Data:
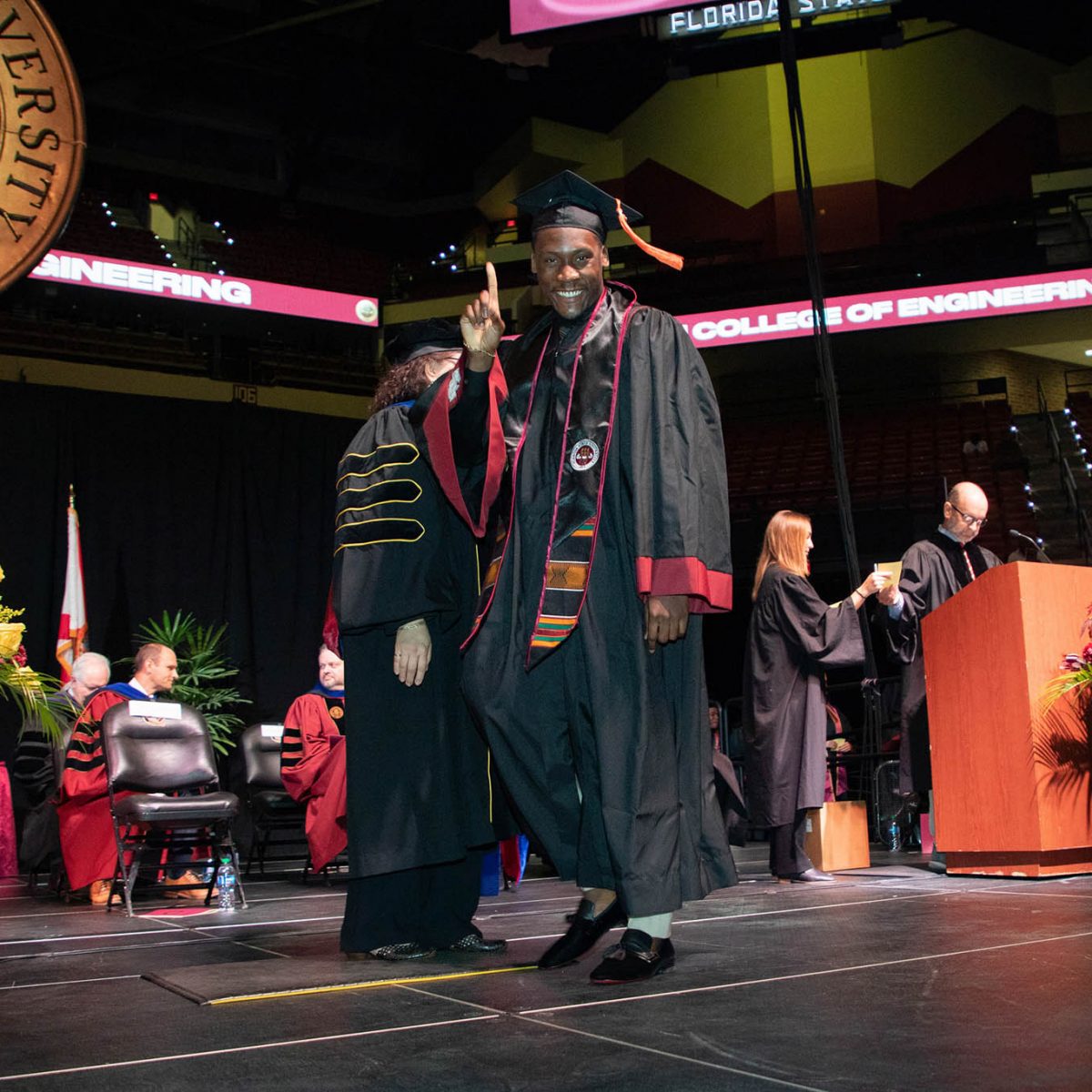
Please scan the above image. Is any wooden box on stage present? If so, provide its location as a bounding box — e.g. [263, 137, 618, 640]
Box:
[922, 561, 1092, 875]
[804, 801, 868, 873]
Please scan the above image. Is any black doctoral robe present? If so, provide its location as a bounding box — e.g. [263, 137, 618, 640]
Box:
[426, 285, 736, 916]
[880, 529, 1001, 794]
[333, 397, 495, 877]
[743, 564, 864, 826]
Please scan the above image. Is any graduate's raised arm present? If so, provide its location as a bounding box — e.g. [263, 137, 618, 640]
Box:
[459, 262, 504, 371]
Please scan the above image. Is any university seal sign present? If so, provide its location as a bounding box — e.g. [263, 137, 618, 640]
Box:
[0, 0, 86, 291]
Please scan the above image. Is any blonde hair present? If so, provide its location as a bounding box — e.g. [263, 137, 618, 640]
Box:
[752, 508, 812, 600]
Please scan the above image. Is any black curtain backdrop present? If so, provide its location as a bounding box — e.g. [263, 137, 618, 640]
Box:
[0, 375, 359, 759]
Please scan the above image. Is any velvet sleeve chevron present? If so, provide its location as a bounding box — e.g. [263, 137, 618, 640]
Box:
[333, 405, 470, 633]
[626, 308, 732, 613]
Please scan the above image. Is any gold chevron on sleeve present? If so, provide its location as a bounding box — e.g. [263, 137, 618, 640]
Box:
[334, 519, 425, 553]
[338, 441, 420, 490]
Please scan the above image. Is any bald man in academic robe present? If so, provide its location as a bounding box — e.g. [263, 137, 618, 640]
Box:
[877, 481, 1001, 797]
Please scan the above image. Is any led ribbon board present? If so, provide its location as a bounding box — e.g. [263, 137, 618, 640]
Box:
[29, 250, 379, 327]
[509, 0, 679, 34]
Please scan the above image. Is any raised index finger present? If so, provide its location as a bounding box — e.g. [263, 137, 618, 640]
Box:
[485, 262, 500, 316]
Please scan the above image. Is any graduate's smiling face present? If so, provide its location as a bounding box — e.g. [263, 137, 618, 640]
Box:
[531, 228, 610, 318]
[318, 649, 345, 690]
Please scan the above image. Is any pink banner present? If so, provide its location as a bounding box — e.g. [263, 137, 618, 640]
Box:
[677, 268, 1092, 349]
[31, 250, 379, 327]
[509, 0, 686, 34]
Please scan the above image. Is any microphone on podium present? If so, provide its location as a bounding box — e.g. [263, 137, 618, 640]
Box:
[1009, 528, 1054, 564]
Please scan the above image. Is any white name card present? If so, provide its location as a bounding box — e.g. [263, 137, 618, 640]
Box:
[129, 701, 182, 721]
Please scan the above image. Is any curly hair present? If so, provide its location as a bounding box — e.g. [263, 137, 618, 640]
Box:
[371, 353, 432, 413]
[371, 349, 458, 414]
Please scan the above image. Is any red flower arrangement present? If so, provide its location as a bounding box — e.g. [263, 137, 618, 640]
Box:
[1046, 602, 1092, 709]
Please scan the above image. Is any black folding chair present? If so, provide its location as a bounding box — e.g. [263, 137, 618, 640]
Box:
[102, 703, 247, 916]
[239, 724, 307, 875]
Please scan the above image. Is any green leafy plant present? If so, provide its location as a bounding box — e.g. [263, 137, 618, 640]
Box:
[0, 569, 61, 739]
[136, 611, 250, 754]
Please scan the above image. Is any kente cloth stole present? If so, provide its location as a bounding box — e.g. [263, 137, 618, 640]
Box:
[322, 694, 345, 732]
[470, 284, 637, 671]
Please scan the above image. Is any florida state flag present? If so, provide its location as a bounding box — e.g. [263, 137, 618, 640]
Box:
[56, 486, 87, 682]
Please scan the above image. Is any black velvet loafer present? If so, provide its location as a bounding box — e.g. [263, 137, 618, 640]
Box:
[447, 933, 508, 952]
[345, 940, 436, 963]
[539, 899, 626, 971]
[592, 929, 675, 986]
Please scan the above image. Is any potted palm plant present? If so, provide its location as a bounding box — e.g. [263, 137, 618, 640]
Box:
[128, 611, 250, 754]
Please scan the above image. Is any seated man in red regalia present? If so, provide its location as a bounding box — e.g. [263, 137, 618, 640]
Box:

Requirement: Copy out all of the lines above word for word, leaving out the pictures.

Output for this task:
Please scan the above image. Is any wooden box on stage present? If so, provide its location as a bounding box — e.g. [263, 137, 618, 640]
Box:
[922, 561, 1092, 875]
[804, 801, 868, 873]
Please scan the above image. Is any black doctoral robe present? If so, provide its location as a bounding box — e.g. [263, 137, 618, 640]
Box:
[426, 285, 736, 916]
[880, 529, 1001, 794]
[333, 397, 495, 877]
[743, 564, 864, 826]
Please scan the above image. Is any graduate's raised arm present? If so, provide its location as a bounding box — e.g. [263, 137, 618, 640]
Box:
[459, 262, 504, 371]
Please scan the above image. Is any university seal sign present? If so, provide its location as a bounding box — e.g. [263, 137, 618, 640]
Box:
[0, 0, 86, 291]
Please scan the above image. Is any blonde hair present? If so, provide its location as a bounding box — e.g. [263, 137, 618, 640]
Box:
[752, 508, 812, 600]
Please scan the above image. Is any black curtain backdrop present? If so, provide its location as a bounding box — e.g. [263, 137, 618, 640]
Box:
[0, 375, 359, 759]
Please scan the above image. Is any velvet sleeve chevron present? If so, provide its location as a bounding box — e.g. [263, 137, 618, 640]
Box:
[333, 405, 470, 633]
[626, 308, 732, 613]
Please scan the above image. Is any gold chevron on sleeve present? If so, provide its location as a bounding box — e.g. [263, 137, 618, 640]
Box:
[334, 519, 425, 553]
[338, 441, 420, 490]
Please scan the above image. Is any bald man in academic robe present? If so, provide its location as a bounding box — e.g. [263, 137, 618, 640]
Box:
[877, 481, 1001, 797]
Please scan the above image. Is any led ribbon board present? If so, provide its location as a bounding box — e.g. [263, 137, 618, 640]
Box:
[29, 250, 379, 327]
[509, 0, 679, 34]
Please scan the above image. Is any raised index finger present? If so, provide its location as a bounding box — e.g. [263, 137, 618, 640]
Box:
[485, 262, 500, 316]
Please scan the above image. Is any graduate's smiling face present? If so, provide its location as a bounding box — e.g. [263, 137, 618, 640]
Box:
[531, 228, 610, 318]
[318, 649, 345, 690]
Please scan the above image. Is any pink banner present? If so, provide its location as a bounding box — e.g. [263, 137, 618, 640]
Box:
[677, 268, 1092, 349]
[31, 250, 379, 327]
[509, 0, 686, 34]
Please scan the above image. Is any microphone on podium present? If so, provide its location as a bounding box — e.g. [263, 137, 618, 640]
Box:
[1009, 528, 1054, 564]
Please scan the above image. Is any white name card present? If so, provide its location as a bounding box — e.g. [263, 137, 618, 640]
Box:
[129, 701, 182, 721]
Please scan the above image. Is any curly hair present? If so, provide its location as a bounding box — e.g. [263, 137, 618, 640]
Box:
[371, 353, 432, 413]
[371, 349, 458, 414]
Please scan the above image. Is any red flower arrangement present? If so, provide its location as a bounding box — e.g. [263, 137, 618, 640]
Box:
[1046, 602, 1092, 709]
Please scan the above image. Is any black folding chair present? If so, provide its location as a bounding box — e.g. [263, 137, 618, 640]
Box:
[102, 703, 247, 916]
[239, 724, 307, 875]
Please scan the above image. Is any green leafy plant present? If so, provide its location as a bounding box — e.g. [263, 137, 618, 640]
Box:
[0, 569, 61, 739]
[136, 611, 250, 754]
Please scan the above image. Is any kente cloth stole present? If so, provide its location as a bounding box — e.g. [263, 137, 618, 640]
Box:
[322, 694, 345, 732]
[470, 284, 637, 671]
Please scan the above image. Is any florida state flag present? If so, provide its location as a bounding box — e.g. [263, 137, 618, 640]
Box:
[56, 486, 87, 682]
Please scan the above image. Is any black velvet loafer present? If so, provide its location as a bounding box — e.g. [263, 137, 618, 640]
Box:
[447, 933, 508, 952]
[345, 940, 436, 963]
[539, 899, 626, 971]
[592, 929, 675, 986]
Please scan the above image. Is any potted palm plant present? If so, provide its location as a bounding box — e.g. [263, 137, 618, 640]
Box:
[128, 611, 250, 754]
Please scan the above image. Is any seated man in red regalia present? If so, provide its location as a bounding box — e.g. [263, 137, 618, 640]
Box:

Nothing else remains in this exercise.